§ Description of the task
Could you copy out every one of the rows below, word for word, without changing anything?

§ Data for the task
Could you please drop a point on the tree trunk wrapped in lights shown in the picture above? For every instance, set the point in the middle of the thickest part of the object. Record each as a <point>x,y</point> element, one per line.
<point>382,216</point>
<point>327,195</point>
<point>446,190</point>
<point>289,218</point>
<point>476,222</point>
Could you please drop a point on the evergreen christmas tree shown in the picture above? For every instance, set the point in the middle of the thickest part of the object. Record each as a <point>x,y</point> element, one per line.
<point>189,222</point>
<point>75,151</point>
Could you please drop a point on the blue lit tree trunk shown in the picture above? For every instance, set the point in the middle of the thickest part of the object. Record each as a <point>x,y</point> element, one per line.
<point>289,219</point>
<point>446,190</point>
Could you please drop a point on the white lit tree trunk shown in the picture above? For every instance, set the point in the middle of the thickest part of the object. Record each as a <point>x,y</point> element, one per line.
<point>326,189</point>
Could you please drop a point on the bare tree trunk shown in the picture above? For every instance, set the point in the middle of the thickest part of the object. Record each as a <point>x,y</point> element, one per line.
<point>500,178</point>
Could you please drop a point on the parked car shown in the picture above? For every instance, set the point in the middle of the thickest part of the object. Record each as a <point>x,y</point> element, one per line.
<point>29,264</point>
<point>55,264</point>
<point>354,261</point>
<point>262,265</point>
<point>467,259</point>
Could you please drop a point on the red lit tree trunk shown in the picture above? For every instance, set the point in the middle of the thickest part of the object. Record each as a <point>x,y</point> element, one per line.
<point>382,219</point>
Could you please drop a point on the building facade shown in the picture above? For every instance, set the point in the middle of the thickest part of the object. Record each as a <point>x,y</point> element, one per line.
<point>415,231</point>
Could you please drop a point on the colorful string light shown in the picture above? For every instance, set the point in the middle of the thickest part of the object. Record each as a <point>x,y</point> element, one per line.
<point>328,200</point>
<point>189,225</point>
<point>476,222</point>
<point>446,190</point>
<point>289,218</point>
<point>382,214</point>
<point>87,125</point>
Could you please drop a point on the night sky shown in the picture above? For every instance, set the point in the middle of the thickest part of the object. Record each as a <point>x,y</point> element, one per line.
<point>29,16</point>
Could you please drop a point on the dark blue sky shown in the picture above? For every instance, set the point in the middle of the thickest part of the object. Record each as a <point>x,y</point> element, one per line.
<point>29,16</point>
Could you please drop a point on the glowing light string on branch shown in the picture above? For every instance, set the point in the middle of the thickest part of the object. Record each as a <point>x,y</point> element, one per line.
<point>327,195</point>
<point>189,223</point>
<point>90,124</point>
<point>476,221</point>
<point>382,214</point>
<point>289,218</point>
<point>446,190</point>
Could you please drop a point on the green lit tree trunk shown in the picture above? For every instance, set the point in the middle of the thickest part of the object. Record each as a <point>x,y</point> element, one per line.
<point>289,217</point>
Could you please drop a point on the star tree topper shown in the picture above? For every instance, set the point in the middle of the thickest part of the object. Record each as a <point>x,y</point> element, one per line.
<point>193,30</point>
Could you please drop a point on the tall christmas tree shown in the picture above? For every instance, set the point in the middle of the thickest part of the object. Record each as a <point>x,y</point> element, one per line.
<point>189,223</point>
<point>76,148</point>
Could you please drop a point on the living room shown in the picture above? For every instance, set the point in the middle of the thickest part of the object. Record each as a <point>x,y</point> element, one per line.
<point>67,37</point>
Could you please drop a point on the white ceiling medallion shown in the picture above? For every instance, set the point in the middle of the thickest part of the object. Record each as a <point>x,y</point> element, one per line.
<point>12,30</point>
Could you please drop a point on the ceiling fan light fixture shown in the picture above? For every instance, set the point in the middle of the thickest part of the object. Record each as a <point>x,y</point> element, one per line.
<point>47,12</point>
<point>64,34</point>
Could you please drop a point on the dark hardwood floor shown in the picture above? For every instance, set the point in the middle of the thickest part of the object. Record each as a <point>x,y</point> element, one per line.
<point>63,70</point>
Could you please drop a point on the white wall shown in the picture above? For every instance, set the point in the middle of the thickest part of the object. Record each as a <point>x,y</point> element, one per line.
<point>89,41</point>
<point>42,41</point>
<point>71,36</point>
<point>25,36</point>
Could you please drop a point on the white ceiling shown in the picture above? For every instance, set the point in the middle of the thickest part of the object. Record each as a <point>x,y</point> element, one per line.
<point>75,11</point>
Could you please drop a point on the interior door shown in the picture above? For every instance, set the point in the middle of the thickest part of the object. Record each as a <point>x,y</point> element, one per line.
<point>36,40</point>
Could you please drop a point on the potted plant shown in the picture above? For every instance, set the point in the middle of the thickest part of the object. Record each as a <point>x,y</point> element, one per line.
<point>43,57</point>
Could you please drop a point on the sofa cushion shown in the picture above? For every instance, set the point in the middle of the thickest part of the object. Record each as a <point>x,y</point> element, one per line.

§ Answer
Could you please drop a point on the tree trunk wrapped in lights shown in the picture above? For every instance, set the point in the middle of the thickest part of the object. Record each as a <point>x,y</point> element, one per line.
<point>382,216</point>
<point>327,195</point>
<point>446,190</point>
<point>289,218</point>
<point>476,222</point>
Could you please drop a point on the evergreen christmas tree shown in the picture above? For every instance, set the point in the middle of the thickest part of the object. Record each as a <point>x,y</point> element, one per line.
<point>189,222</point>
<point>75,151</point>
Could you please drop a point on the blue lit tree trunk shown in the picture above? For every instance, set the point in the middle of the thickest part of the object. Record each as a <point>x,y</point> element, one per line.
<point>289,219</point>
<point>446,190</point>
Could you please drop a point on the white lit tree trunk shown in the picture above? For every instance, set the point in the middle of the thickest part of the object. Record each as a <point>x,y</point> element, one per line.
<point>326,189</point>
Could you please drop a point on the bare tree trunk shown in the picture above? For every instance, set the point in the middle of the thickest part of the object. Record each as a <point>x,y</point> element, one per line.
<point>500,178</point>
Could you please drop a point on the parked car shown in the picture above? For every instance, set the point in the middle of the thickest part of the object. Record each as a <point>x,y</point> element, one per line.
<point>29,264</point>
<point>55,264</point>
<point>354,261</point>
<point>262,265</point>
<point>467,259</point>
Could you please drop a point on the red lit tree trunk shown in the picture above? For every instance, set the point in the middle of the thickest part of the object. Record each as a <point>x,y</point> element, one per line.
<point>382,219</point>
Could you please drop a point on the building facade shown in the picture above? For every instance, set the point in the middle of the thickest part of the object. Record each as a <point>x,y</point> element, one per line.
<point>415,231</point>
Could you please drop a point on the colorful string light shown in the picture above? For every instance, set the point in the middle of the thickest part of the object. Record each as a <point>x,y</point> element, one per line.
<point>328,200</point>
<point>189,225</point>
<point>476,222</point>
<point>446,190</point>
<point>289,218</point>
<point>382,214</point>
<point>87,125</point>
Could you please drop a point on the night sky shown in the picture above? For every instance, set the point in the middle of the thickest part of the object. Record each as a <point>x,y</point> element, one per line.
<point>29,16</point>
Could you please drop a point on the dark blue sky shown in the picture above? For every instance, set the point in the middle of the thickest part of the object. Record each as a <point>x,y</point> element, one per line.
<point>29,16</point>
Could you please drop a point on the glowing light string on branch shown in the picture above? For every instance, set the point in the middle of the thickest part of the object. Record each as a <point>x,y</point> element, one per line.
<point>327,195</point>
<point>189,223</point>
<point>90,124</point>
<point>476,221</point>
<point>382,214</point>
<point>289,218</point>
<point>446,190</point>
Could you please drop a point on the green lit tree trunk shown in the picture above? For every instance, set the point in the middle of the thickest part of the object. Record each as a <point>x,y</point> element, one per line.
<point>289,217</point>
Could you please drop a point on the star tree topper shown in the picture above? For every instance, set the point in the middle of the thickest part of the object. Record each as a <point>x,y</point> element, one per line.
<point>193,30</point>
Could you please drop a point on the tall christmas tree shown in the picture above? For every instance, set the point in the middle of the thickest part of the object. Record each as a <point>x,y</point> element, one per line.
<point>189,223</point>
<point>76,148</point>
Could you please drop a point on the living room shown in the picture above? For every instance, set the point in the middle of the thickest part of the object. Record each as a <point>x,y</point> element, one per line.
<point>67,37</point>
Could you please drop a point on the white ceiling medallion shown in the picture above? For every instance, set the point in the middle of the thickest part of the object. Record each as a <point>x,y</point> element, one per line.
<point>12,30</point>
Could you please drop a point on the ceiling fan light fixture shown in the picture above? For every instance, set the point in the middle of the thickest part of the object. Record each as a <point>x,y</point> element, one per line.
<point>47,12</point>
<point>64,34</point>
Could you please drop a point on the dark hardwood floor shown in the picture above? For every instance, set the point in the middle of the thickest part of the object. Record each as a <point>x,y</point> element, one per line.
<point>63,70</point>
Could you please drop a point on the white wall shown in the picture above? For every instance, set the point in the middle of the thickest part of the object. Record each as a <point>x,y</point> element, one per line.
<point>89,41</point>
<point>42,41</point>
<point>71,36</point>
<point>25,36</point>
Could you please drop a point on the white ceiling shown in the picture above? For every instance, set the point in the middle of the thickest part of the object. Record each as a <point>x,y</point> element, one per line.
<point>75,11</point>
Could you please drop a point on the interior door shown in the picture above? For every instance, set the point in the middle of the thickest part of the object. Record each as a <point>x,y</point> element, one per line.
<point>36,40</point>
Could you please drop a point on the potted plant shown in the picture above? For every instance, set the point in the middle of the thickest part of the object. Record each as a <point>x,y</point> element, one per line.
<point>43,57</point>
Could you please drop a point on the sofa cushion shown in the picture above? For every instance, set the point in the middle of the thickest part of the object. Record each as a <point>x,y</point> element, one per line.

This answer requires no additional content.